== Directions ==
a – Decide whether each statement below agrees with the astronomy program page, answering yes or no and quoting the deciding words of the page: (i) The Optical Observatory on the Prescott campus has a 16-inch diameter telescope. (ii) The U.S. Bureau of Labor Statistics expects a 20% increase in physics and astronomy jobs between 2016 and 2026. (iii) Astronomers study planets, stars, and galaxies by bringing them into a laboratory.
b – Reproduce the passage of the astronomy program page that begins at the words "Students attend classes" and stops after "Gravitational-Wave Observatory (LIGO).".

== Text excerpt ==

↓↓↓

Bachelor of Science in
Astronomy
Astronomy is unlike most sciences. We can’t bring celestial objects such as planets, stars, and galaxies into a laboratory. Instead, we use a clever combination of astronomical observations, physics principles, computer analysis and the human mind to understand how these distant objects work.
At Embry-Riddle Aeronautical University, students in the Bachelor of Science in Astronomy program use a combination of physics and astronomy classroom courses, along with hands-on laboratory courses, to understand and explore the Universe. Graduates are prepared to enter a variety of industrial and basic science applications, as well as graduate programs in related fields.
As one of only a few small, private institutions with an Astronomy program, Embry-Riddle offers plenty of advantages, including faculty ties to major resources, such as the Hubble Space Telescope, and major research programs sponsored by NASA and the National Science Foundation. Students also frequently work one-on-one with faculty on research projects and activities.
The U.S. Bureau of Labor Statistics expects a 14% increase in physics and astronomy jobs between 2016 and 2026. In 2019, the median annual wage for astronomers and astrophysicists was $120,000. We are proud to report that 94% of Embry-Riddle graduates are employed in their field or are continuing their education within a year of graduation, according to our most recent Alumni Survey.
DETAILS
About Astronomy at the Prescott, AZ Campus
Through hands-on experiences with the instruments that unlock the secrets of the skies, students in the Bachelor of Science in Astronomy program at the Prescott Campus can make precise observations of a variety of celestial objects. Prescott’s campus houses the Optical Observatory, newly upgraded with a computer-controlled 16-inch diameter telescope and professional-quality electronic camera.
Students attend classes in dynamic, engineering-related labs and facilities, such as the Campus Observatory Complex, Cosmic Ray Laboratory, and Laser Interferometer Gravitational-Wave Observatory (LIGO).

↑↑↑

== Source data ==
↓↓↓

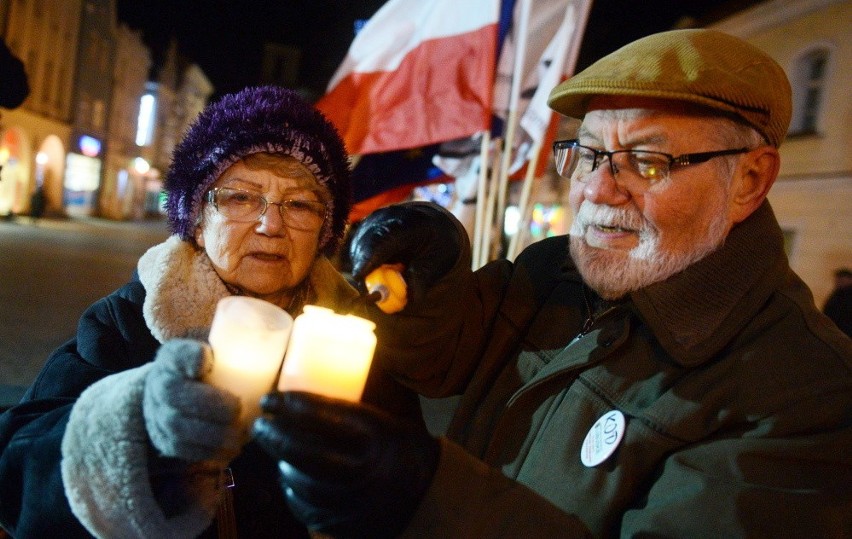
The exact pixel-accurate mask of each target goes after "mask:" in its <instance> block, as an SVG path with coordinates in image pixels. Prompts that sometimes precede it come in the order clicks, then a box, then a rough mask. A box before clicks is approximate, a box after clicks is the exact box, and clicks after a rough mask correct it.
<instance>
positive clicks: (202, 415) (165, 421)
mask: <svg viewBox="0 0 852 539" xmlns="http://www.w3.org/2000/svg"><path fill="white" fill-rule="evenodd" d="M211 368H212V355H211V353H210V349H209V348H208V347H207V345H206V344H205V343H203V342H201V341H196V340H193V339H172V340H169V341H166V342H165V343H163V345H162V346H161V347H160V349H159V350H158V351H157V356H156V357H155V358H154V365H153V366H152V367H151V371H150V372H149V373H148V375H147V377H146V380H145V392H144V395H143V398H142V412H143V415H144V417H145V427H146V428H147V430H148V435H149V436H150V438H151V442H152V443H153V444H154V447H156V448H157V450H158V451H159V452H160V454H161V455H162V456H165V457H175V458H179V459H182V460H185V461H189V462H198V461H202V460H207V459H217V460H223V461H229V460H231V459H232V458H233V457H235V456H236V455H237V454H238V453H239V452H240V448H241V447H242V444H243V443H244V442H245V439H244V438H245V436H246V434H244V433H243V428H242V427H241V426H240V423H239V413H240V400H239V398H238V397H237V396H235V395H233V394H232V393H230V392H228V391H225V390H224V389H220V388H218V387H215V386H213V385H211V384H208V383H205V382H203V381H201V378H202V377H203V375H204V374H206V373H207V372H209V371H210V369H211Z"/></svg>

↑↑↑

== Answers by task ==
a –
(i) Yes: "newly upgraded with a computer-controlled 16-inch diameter telescope and professional-quality electronic camera"
(ii) No: "expects a 14% increase in physics and astronomy jobs between 2016 and 2026"
(iii) No: "We can’t bring celestial objects such as planets, stars, and galaxies into a laboratory."

b –
Students attend classes in dynamic, engineering-related labs and facilities, such as the Campus Observatory Complex, Cosmic Ray Laboratory, and Laser Interferometer Gravitational-Wave Observatory (LIGO).